I have a 23mm x18mm cutting die coming .... I don't think it will make to much difference in velocity but be a little better for the tie on the F-16 fork. 24mm is about the biggest I want to go ! If I need more poop I'll use slighty thicker bands.

_*@vince4242, Thank you for your thoughts ;- )*_


wll


----------



## wll (Oct 4, 2014)

My testing F-16 with the Sniper Black .7mm flats on her, I have good hopes for this combo sending 3/8" steel in the 285-300fps area. If this combo does not cut it I will be pretty disappointed as this is a pretty big cut of 24mm x 18mm x ~6.25 long and a elongation factor of ~520%+

Could not break away this morning as I have a meeting, but i plan on being out first thing tomorrow to see what the velocity is !!










wll


----------



## wll (Oct 4, 2014)

Out this Thursday before work to try out this 24mm x 18mm x .7mm thick Sniper band set, shooting 3/8" steel, hoping I approach the 300fps mark.

The temp appear says it is about 74° now at ~6am. But it sure feels a lot cooler as a cool wind is blowing.

Hop out of the jeep, set up the FX Chronograph and let 'er rip ---- well these flats are shooting on hotter then the 20mm x 14mm x 1mm thick Gold bands I got off Amazon. --- the Black Sniper sling is sending them at the 293 to 299fps mark (with four shots), these bands are a bit easier to pull back, but not much, they also have a good "STOP" at my elongation factor !

I'm very impressed with the 46mm micro fiber pouch made for 8.5mm ammo I got from Slingshooting, although I use 3/8" steel, the ball fits the side holes perfectly and is just big enough for that size ammo --- Nothing bigger for sure. The pouch is just big enough with a 3/8" ball in it for me to hold securely, pinching the ball only, not enough room to really hold in front of the pouch but barely in front of the ball---- No wasted pouch weight or length for sure !!!

There is one big caveat, that is you MUST be sure the ball is centered well in the pouch and you must hold that ball in securely, if that is done the accuracy is very, very good, I was smacking all kinds of stuff today :- )

This setup is darn good for me and I'm very, very pleased with the speed that I'm getting and the accuracy also. No need to buy any more Amazon Gold 1mm thick bands  , I'll just use them up. This set up is also very good I feel for 7/16" steel, but you would need a bigger pouch for sure. This set up is WAY WAY, WAY overkill for anything smaller or lighter than 3/8" steel.

Till this weekend or maybe tomorrow ;- )

wll


----------



## wll (Oct 4, 2014)

I'm out again flinging some 3/8" steel at 5:57am this morning, they are flying out fast for sure. I may try a 23mmx17mm cut but not sure. It will be a little easier to pull but I want to get the speed I want with 3/8" ----- I do want around 300fps !!

**Exercises to complete**.
[A] Answer these questions from the slingshot forum thread:
(i) What size is the cutting die said to be coming?
(ii) With four shots, what speed range was the Black Sniper sling sending the steel at?
(iii) What pouch from Slingshooting does the writer say he is very impressed with?
[B] Repeat the part of the slingshot forum thread starting with "My testing F-16" and going on through "velocity is !!".
Rely only on the slingshot forum thread for your answers.

**Record extracts**.
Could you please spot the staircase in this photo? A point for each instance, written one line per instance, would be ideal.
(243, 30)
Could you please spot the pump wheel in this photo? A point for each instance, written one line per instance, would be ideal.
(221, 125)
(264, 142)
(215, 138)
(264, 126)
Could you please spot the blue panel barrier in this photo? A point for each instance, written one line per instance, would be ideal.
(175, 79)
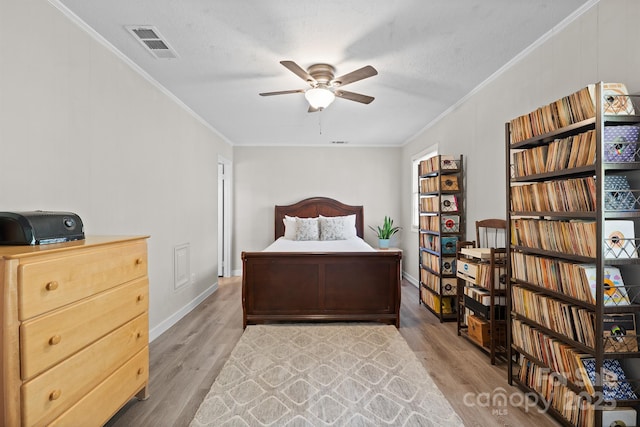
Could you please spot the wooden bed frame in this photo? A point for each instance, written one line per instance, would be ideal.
(328, 286)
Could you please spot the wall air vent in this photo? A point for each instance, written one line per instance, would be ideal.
(152, 41)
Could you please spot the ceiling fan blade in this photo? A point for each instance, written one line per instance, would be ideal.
(299, 71)
(282, 92)
(352, 96)
(354, 76)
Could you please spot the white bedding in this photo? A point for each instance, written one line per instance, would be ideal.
(354, 244)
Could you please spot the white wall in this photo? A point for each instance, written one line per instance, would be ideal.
(264, 177)
(601, 44)
(81, 131)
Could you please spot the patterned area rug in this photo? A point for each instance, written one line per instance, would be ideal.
(324, 374)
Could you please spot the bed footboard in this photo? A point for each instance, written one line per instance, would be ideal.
(362, 286)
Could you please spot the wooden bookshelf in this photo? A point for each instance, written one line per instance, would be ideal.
(482, 298)
(573, 214)
(441, 226)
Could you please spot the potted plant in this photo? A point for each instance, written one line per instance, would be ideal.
(385, 232)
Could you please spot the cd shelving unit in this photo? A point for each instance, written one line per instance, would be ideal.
(573, 190)
(441, 223)
(481, 297)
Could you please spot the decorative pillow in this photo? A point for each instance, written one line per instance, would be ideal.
(307, 229)
(337, 227)
(289, 227)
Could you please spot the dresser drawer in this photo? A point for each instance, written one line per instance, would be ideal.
(49, 394)
(103, 402)
(46, 340)
(45, 285)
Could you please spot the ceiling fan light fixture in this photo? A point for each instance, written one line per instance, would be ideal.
(319, 97)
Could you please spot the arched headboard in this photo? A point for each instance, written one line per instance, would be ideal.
(315, 206)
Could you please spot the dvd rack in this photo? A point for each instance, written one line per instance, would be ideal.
(573, 187)
(482, 298)
(441, 226)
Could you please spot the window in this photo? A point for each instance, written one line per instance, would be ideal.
(415, 195)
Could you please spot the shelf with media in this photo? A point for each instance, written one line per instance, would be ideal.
(573, 197)
(441, 226)
(482, 298)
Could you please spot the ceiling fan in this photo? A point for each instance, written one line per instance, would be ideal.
(324, 86)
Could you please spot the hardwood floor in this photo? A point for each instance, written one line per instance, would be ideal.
(186, 359)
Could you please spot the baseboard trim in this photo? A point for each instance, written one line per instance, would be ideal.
(411, 279)
(175, 318)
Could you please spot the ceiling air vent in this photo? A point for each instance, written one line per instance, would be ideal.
(151, 39)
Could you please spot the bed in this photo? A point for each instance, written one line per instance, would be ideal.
(279, 286)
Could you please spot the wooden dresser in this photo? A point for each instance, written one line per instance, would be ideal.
(74, 330)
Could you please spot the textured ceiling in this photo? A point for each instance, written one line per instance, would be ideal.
(429, 54)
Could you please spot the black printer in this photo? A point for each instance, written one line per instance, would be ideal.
(39, 227)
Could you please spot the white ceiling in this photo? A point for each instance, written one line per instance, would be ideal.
(429, 54)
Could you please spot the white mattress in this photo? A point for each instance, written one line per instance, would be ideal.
(355, 244)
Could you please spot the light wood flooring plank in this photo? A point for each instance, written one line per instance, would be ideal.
(186, 359)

**Answers below**.
[A]
(i) 23mm x 18mm
(ii) 293 to 299fps
(iii) The 46mm micro fiber pouch made for 8.5mm ammo

[B]
My testing F-16 with the Sniper Black .7mm flats on her, I have good hopes for this combo sending 3/8" steel in the 285-300fps area. If this combo does not cut it I will be pretty disappointed as this is a pretty big cut of 24mm x 18mm x ~6.25 long and a elongation factor of ~520%+

Could not break away this morning as I have a meeting, but i plan on being out first thing tomorrow to see what the velocity is !!